SOAL LATIHAN ::
1) Jawablah pertanyaan berikut berdasarkan kutipan sumber tentang kolonialisasi Spanyol di Filipina.
(a) Siapa yang meminta penulis melakukan review dua buah jurnal?
(b) Di mana rombongan yang dipimpin Manuel Lopez de Legazpi berhasil mendirikan peristirahatan?
(c) Jabatan apa yang kemudian diberikan kepada Legazpi saat ia dilantik?
2) Menurut kutipan sumber, siapa saja yang ditugaskan oleh Raja Philip II di bawah pimpinan Manuel Lopez de Legazpi? Sebutkan semuanya.

KUTIPAN SUMBER ::
◆ ◆ ◆ ◆

Powered By Blogger

Rabu, 28 Februari 2024

Diversifikasi Pertanian Berkaca Pada Pertanian di Tanah Karo

 

Diversifikasi Pertanian Berkaca Pada Pertanian di Tanah Karo

 

Pada suatu hari saya diminta oleh teman saya Budi untuk melakukan review dua buah jurnal mengenai Kolonialisasi Spanyol di Filipina. Sebagai teman saya tertarik untuk membantu, tetapi yang menjadi point of interest saya adalah bagaimana bangsa Eropa berhasil mendiversifikasi pertanian tradisional bangsa Filipina kala itu. Kita tentu tahu bahwa ketika bangsa Spanyol datang mereka melihat tanah Filipina sudah ada yang melakukan aksi pertanian. Masyarakat Filipina tentu tidak asing dengan pertanian tradisional yang mereka lakukan. Hal ini tentu juga dilihat oleh bangsa Barat yang datang dan berusaha untuk melakukan pendekatan dan pertukaran (pada awalnya) dan kemudian terjadi pertempuran berdarah yang panjang untuk memperebutkan sumber daya alam. Tercatat Magellan terbunuh dalam ekspedisinya, yang diikuti juga kegagalan ketiga ekspedisi setelahnya. Setelah Raja Philip II menugaskan San Pedro, San Pablo, San Lucas dan San Juan dipimpin oleh Manuel Lopez de Legazpi mereka berhasil mendirikan peristirahatan di Cebu. Pos inilah yang kemudian di bangun oleh para pelaut Spanyol dan kemudian menjadi desa pertama dan pos terdepan dalam memimpin armada. Pada tahun 1751 armada Spanyol menemukan pemukiman padat penduduk di Maynila yang memiliki Pelabuhan yang muat 12 kapal untuk bersandar. Oleh karena itu dengan segera mereka memindahkan pos mereka selanjutnya ke Manila dan dari sini lah mereka bergerak ke penjuru negeri membawa dengan mereka visi Gold, Gospel and Glory di panji perang mereka. Setelah mereka berhasil menancapkan kuku mereka di Spanyol, Legazpi kemudian dilantik menjadi Gubernur Jenderal dan mulai melakukan banyak sekali perubahan. Salah satu hal yang mencolok adalah diversifikasi pertanian.

◆ ◆ ◆ ◆

Butir dataset:
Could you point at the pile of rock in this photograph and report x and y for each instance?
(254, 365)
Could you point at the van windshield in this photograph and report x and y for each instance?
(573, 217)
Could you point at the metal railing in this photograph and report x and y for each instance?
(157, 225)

◆ ◆ ◆ ◆

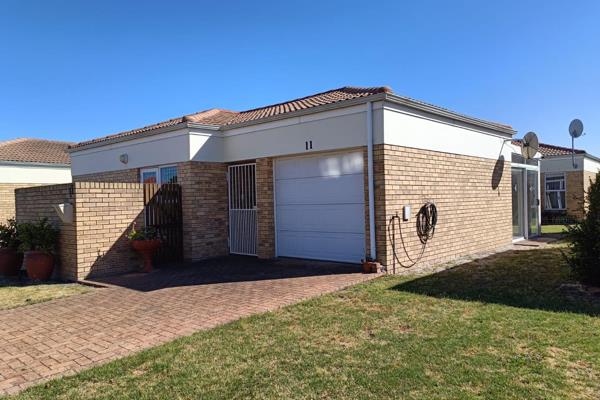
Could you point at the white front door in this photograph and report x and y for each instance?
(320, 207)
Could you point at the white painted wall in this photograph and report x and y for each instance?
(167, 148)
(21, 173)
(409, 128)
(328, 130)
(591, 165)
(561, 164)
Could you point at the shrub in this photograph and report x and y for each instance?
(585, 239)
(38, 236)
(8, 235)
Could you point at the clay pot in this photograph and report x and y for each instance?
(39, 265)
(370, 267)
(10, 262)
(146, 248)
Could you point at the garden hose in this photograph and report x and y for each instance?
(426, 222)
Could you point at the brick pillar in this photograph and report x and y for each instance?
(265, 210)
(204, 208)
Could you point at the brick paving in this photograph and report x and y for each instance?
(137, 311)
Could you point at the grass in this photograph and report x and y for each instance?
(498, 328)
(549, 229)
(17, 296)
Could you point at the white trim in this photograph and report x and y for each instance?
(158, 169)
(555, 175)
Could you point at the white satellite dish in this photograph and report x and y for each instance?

◆ ◆ ◆ ◆

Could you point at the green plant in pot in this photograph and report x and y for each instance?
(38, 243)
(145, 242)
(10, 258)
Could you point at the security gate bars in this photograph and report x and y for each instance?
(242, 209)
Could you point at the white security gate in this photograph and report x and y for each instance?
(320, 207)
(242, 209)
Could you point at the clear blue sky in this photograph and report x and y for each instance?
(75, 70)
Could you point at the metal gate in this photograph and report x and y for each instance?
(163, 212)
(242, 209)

◆ ◆ ◆ ◆

KUNCI JAWABAN ::
1)
(a) Budi, teman penulis.
(b) Di Cebu.
(c) Gubernur Jenderal.

2) San Pedro, San Pablo, San Lucas, dan San Juan.